TASK DIRECTIONS> Extract the listing in its entirety, keeping each line identical to the original.

[START RECORDS TO PROCESS]

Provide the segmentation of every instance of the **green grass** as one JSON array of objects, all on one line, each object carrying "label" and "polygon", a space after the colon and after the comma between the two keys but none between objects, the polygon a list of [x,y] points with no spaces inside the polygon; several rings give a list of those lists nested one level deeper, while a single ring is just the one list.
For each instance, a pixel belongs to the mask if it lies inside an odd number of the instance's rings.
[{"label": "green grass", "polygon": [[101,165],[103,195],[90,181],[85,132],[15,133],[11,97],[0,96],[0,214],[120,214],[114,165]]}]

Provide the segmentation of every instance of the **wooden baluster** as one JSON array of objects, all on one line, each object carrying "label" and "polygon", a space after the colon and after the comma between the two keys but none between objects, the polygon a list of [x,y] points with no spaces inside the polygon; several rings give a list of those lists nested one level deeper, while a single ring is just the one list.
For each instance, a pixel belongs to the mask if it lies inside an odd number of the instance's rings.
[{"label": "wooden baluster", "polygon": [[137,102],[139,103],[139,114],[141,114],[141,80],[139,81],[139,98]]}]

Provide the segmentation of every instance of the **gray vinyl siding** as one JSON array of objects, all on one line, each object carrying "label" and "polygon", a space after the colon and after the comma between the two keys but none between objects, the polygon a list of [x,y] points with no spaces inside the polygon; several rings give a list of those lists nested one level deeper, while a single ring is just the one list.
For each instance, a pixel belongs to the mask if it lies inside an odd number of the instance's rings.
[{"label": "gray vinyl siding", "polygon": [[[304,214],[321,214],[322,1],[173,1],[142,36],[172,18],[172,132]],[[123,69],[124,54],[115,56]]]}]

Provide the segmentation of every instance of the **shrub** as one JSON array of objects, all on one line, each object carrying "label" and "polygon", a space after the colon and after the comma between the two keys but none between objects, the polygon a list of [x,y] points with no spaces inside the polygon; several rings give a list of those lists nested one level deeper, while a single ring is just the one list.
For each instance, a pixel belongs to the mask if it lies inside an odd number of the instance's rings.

[END RECORDS TO PROCESS]

SOLUTION>
Provide the segmentation of every instance of the **green grass** as one JSON array of objects, all on one line, each object carrying "label" and "polygon", a space after the colon and after the comma between the two keys but none between objects, the polygon a list of [x,y] points with no spaces inside the polygon; several rings give a list of those lists nested one level deeper, while a single ring is just the one list.
For each instance, a pixel belongs to the mask if it lies inside an odd number of the instance's rings.
[{"label": "green grass", "polygon": [[101,165],[103,195],[90,181],[85,132],[15,133],[11,97],[0,96],[0,214],[120,214],[114,165]]}]

Provide the segmentation of every instance of the **wooden baluster** as one JSON array of objects, all on one line, each object carrying "label" and "polygon", a space after the colon and after the comma between the two keys but none between objects, the polygon a list of [x,y] points with no spaces inside the polygon; several rings give a list of those lists nested one level deeper, while a single ring is just the one list.
For each instance, a pixel belongs to the mask if it lies inside an odd number of the instance's rings.
[{"label": "wooden baluster", "polygon": [[137,102],[139,103],[139,114],[141,114],[141,80],[139,81],[139,98]]}]

Provide the segmentation of every instance of the **gray vinyl siding** as one JSON array of objects, all on one line, each object carrying "label" and "polygon", a space after the colon and after the comma between the two keys but none between objects, the polygon a list of [x,y] points with no spaces inside the polygon; several rings give a list of those lists nested one level deeper, while a single ring is just the one list.
For each instance, a pixel belongs to the mask if it lies inside an odd number of the instance's rings.
[{"label": "gray vinyl siding", "polygon": [[[304,214],[321,214],[322,1],[173,1],[142,36],[172,18],[172,132]],[[123,69],[124,54],[115,56]]]}]

Provide the segmentation of every instance of the **shrub** as one JSON array of objects, all on one line, each object carrying "label" and "polygon", a space after the colon and after the comma between the two keys but none between objects, the polygon a list of [x,y] points with no spaces inside the polygon; several rings give a list of those lists nested one level deeper, while a single ring is just the one list.
For each instance, a pixel belongs to the mask if it lies inside an odd number of the instance's rings.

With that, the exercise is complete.